- **Task directions**
For the listing below, return the line containing "Target: glass cooktop", the line containing "Target: dishwasher control panel", and all lines in between, exactly as written and nothing else.

- **Records supplied**

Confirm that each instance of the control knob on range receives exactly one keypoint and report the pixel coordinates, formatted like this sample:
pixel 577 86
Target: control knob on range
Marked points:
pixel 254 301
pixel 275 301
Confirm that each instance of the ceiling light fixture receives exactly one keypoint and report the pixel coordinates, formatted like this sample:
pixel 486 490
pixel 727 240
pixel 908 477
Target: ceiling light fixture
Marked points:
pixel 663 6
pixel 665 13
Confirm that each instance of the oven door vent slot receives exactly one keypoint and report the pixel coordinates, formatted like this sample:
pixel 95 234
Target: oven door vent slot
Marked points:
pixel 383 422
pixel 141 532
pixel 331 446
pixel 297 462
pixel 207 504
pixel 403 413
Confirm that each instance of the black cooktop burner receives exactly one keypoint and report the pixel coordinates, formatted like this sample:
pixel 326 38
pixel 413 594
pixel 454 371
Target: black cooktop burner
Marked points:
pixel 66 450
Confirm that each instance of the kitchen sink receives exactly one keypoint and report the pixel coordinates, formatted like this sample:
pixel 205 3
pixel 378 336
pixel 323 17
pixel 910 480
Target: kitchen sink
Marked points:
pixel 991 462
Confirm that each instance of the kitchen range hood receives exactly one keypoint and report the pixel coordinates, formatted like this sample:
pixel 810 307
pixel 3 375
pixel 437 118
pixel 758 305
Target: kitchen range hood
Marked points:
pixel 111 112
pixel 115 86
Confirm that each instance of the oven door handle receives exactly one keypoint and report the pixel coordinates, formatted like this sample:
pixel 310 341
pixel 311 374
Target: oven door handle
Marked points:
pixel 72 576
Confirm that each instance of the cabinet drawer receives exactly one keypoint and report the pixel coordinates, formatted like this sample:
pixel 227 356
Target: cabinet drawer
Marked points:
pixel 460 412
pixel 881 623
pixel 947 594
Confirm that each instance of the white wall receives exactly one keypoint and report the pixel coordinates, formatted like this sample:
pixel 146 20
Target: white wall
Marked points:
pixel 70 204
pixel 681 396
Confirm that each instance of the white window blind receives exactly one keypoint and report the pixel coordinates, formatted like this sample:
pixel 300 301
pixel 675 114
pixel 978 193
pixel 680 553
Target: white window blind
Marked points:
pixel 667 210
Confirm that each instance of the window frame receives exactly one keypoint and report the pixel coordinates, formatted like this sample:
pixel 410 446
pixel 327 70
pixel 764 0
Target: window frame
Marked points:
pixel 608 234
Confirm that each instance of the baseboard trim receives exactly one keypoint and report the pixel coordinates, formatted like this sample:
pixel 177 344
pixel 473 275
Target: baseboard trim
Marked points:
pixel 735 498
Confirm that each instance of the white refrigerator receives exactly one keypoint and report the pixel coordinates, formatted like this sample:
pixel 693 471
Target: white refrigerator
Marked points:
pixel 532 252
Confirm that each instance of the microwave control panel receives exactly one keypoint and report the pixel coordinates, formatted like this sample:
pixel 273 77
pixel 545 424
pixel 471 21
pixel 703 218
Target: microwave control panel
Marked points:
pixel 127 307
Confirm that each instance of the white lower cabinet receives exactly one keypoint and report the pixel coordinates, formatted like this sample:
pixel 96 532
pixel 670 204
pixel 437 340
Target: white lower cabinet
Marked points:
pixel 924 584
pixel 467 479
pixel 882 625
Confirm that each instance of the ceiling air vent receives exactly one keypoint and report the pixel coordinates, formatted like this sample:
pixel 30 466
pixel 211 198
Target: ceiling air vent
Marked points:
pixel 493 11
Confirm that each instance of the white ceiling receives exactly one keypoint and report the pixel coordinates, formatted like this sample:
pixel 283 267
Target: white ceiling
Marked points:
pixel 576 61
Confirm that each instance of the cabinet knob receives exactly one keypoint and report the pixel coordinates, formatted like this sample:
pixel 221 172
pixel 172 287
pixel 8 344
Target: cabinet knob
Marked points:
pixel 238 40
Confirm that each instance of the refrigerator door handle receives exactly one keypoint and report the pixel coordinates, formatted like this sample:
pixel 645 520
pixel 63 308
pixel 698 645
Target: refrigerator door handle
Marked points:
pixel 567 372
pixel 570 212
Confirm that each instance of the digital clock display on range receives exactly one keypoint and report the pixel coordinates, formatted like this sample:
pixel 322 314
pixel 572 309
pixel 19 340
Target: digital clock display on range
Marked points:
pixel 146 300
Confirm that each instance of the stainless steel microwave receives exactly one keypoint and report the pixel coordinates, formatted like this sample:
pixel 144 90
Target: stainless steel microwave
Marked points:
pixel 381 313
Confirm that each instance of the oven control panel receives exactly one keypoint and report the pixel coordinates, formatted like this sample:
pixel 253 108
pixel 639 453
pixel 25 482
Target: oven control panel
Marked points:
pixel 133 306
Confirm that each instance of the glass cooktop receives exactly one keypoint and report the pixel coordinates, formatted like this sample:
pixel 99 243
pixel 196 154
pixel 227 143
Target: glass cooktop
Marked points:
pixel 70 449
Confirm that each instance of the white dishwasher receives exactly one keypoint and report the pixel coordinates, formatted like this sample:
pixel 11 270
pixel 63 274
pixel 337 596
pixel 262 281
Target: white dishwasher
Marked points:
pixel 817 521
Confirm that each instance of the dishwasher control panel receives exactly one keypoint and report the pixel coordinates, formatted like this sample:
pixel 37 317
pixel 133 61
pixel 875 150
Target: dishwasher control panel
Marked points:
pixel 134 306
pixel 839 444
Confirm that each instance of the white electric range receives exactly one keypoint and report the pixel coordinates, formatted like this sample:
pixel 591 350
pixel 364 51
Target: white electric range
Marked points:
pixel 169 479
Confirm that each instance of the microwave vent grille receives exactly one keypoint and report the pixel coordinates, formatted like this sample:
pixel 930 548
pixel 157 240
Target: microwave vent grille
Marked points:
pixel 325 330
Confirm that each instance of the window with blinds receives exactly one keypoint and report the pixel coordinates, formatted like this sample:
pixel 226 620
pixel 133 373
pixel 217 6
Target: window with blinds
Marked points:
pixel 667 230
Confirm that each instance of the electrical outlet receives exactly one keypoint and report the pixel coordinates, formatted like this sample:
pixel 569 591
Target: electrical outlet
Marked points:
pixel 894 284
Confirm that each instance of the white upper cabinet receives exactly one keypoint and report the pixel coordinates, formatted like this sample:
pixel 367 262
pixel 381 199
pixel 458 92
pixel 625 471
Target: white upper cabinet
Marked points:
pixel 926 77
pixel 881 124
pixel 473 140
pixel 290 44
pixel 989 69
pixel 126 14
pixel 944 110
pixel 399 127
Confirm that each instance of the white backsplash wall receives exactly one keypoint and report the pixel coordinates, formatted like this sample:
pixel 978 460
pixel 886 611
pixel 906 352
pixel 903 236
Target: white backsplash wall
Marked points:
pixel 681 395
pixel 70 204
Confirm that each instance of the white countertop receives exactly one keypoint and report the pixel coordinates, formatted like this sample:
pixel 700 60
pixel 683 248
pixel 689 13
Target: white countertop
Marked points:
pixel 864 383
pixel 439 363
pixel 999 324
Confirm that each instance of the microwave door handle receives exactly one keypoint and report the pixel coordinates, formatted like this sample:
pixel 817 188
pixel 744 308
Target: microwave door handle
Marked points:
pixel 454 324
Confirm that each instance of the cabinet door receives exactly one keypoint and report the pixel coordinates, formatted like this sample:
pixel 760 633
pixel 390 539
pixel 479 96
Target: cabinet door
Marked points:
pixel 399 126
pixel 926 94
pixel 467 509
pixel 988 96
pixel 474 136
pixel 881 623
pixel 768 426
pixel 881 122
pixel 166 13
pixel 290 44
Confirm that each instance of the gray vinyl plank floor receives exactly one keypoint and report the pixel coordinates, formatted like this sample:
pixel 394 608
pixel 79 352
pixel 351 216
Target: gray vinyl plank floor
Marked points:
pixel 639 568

- **Reply**
Target: glass cooktop
Marked points:
pixel 70 449
Confirm that each instance of the white dishwasher receives exactly one keypoint and report the pixel coordinates, formatted like this sample:
pixel 11 270
pixel 63 274
pixel 337 596
pixel 262 281
Target: white dishwasher
Marked points:
pixel 817 521
Confirm that each instance of the dishwasher control panel receives exactly one keypoint and report the pixel coordinates, formatted like this sample:
pixel 37 317
pixel 133 61
pixel 875 150
Target: dishwasher control panel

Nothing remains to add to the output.